Excerpts of pointing data
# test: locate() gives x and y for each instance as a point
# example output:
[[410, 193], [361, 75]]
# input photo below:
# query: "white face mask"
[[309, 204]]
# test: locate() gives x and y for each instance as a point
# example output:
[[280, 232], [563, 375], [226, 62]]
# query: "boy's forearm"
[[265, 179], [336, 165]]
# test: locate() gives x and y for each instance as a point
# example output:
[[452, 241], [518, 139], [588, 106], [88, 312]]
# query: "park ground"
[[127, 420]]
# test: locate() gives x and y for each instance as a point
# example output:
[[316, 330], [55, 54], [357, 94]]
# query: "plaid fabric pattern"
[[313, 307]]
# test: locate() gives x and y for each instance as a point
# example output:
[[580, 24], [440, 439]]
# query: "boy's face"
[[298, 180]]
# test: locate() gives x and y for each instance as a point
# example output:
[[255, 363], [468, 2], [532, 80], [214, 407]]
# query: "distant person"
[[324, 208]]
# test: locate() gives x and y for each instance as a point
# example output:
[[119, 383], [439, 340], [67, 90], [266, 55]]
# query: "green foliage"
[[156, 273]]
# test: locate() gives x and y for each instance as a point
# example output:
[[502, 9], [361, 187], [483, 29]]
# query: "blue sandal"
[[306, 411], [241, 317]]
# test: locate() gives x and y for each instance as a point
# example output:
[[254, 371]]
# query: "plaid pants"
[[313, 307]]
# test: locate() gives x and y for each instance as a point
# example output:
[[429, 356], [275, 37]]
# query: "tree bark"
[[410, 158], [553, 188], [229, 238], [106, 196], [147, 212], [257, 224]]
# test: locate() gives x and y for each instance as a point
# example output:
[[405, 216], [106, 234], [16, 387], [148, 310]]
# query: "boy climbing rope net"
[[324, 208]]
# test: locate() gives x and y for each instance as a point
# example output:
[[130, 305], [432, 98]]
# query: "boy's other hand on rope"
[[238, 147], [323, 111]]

* [To do]:
Extract every line above exactly as it stands.

* [Response to the exercise]:
# test: locate() gives x and y for each instance as a point
# example output:
[[410, 193], [361, 75]]
# input photo below:
# query: "white face mask"
[[309, 204]]
# test: locate() gives x and y for each instance as a point
# example output:
[[280, 232], [563, 375], [226, 62]]
# query: "boy's forearm"
[[265, 179], [336, 165]]
# test: locate() gives x and y for each instance as a point
# example output:
[[452, 241], [518, 139], [588, 106], [88, 312]]
# query: "park ground"
[[127, 420]]
# test: locate() gives x and y for each instance as a point
# example output:
[[316, 330], [55, 54], [357, 94]]
# query: "plaid fabric pattern"
[[313, 307]]
# test: locate() gives x and y for each instance as a point
# example output:
[[580, 24], [440, 439]]
# query: "boy's face"
[[298, 180]]
# test: locate() gives x and y for each instance as a point
# example output:
[[255, 363], [468, 2], [532, 80], [214, 407]]
# query: "distant person"
[[324, 208]]
# test: locate() gives x and y for each instance as a point
# example output:
[[119, 383], [439, 340], [67, 90], [266, 55]]
# query: "green foliage"
[[156, 273]]
# test: locate() gives x and y for each instance as a point
# example output:
[[502, 9], [361, 187], [483, 29]]
# query: "blue sandal"
[[306, 411], [241, 317]]
# test: locate() gives x and y for each instance as a point
# example output:
[[254, 371]]
# query: "plaid pants"
[[313, 307]]
# test: locate() gives x and y for each instance as a point
# example output:
[[429, 356], [275, 37]]
# query: "tree bark"
[[410, 158], [553, 188], [229, 238], [106, 196], [147, 212], [257, 224]]
# test: locate() gives x and y for each instance as a point
# example output:
[[405, 216], [106, 234], [16, 387], [148, 310]]
# query: "boy climbing rope net"
[[324, 208]]
# test: locate() gives x and y for each instance as a point
# example output:
[[130, 305], [432, 98]]
# query: "boy's other hand on rope"
[[238, 147], [323, 111]]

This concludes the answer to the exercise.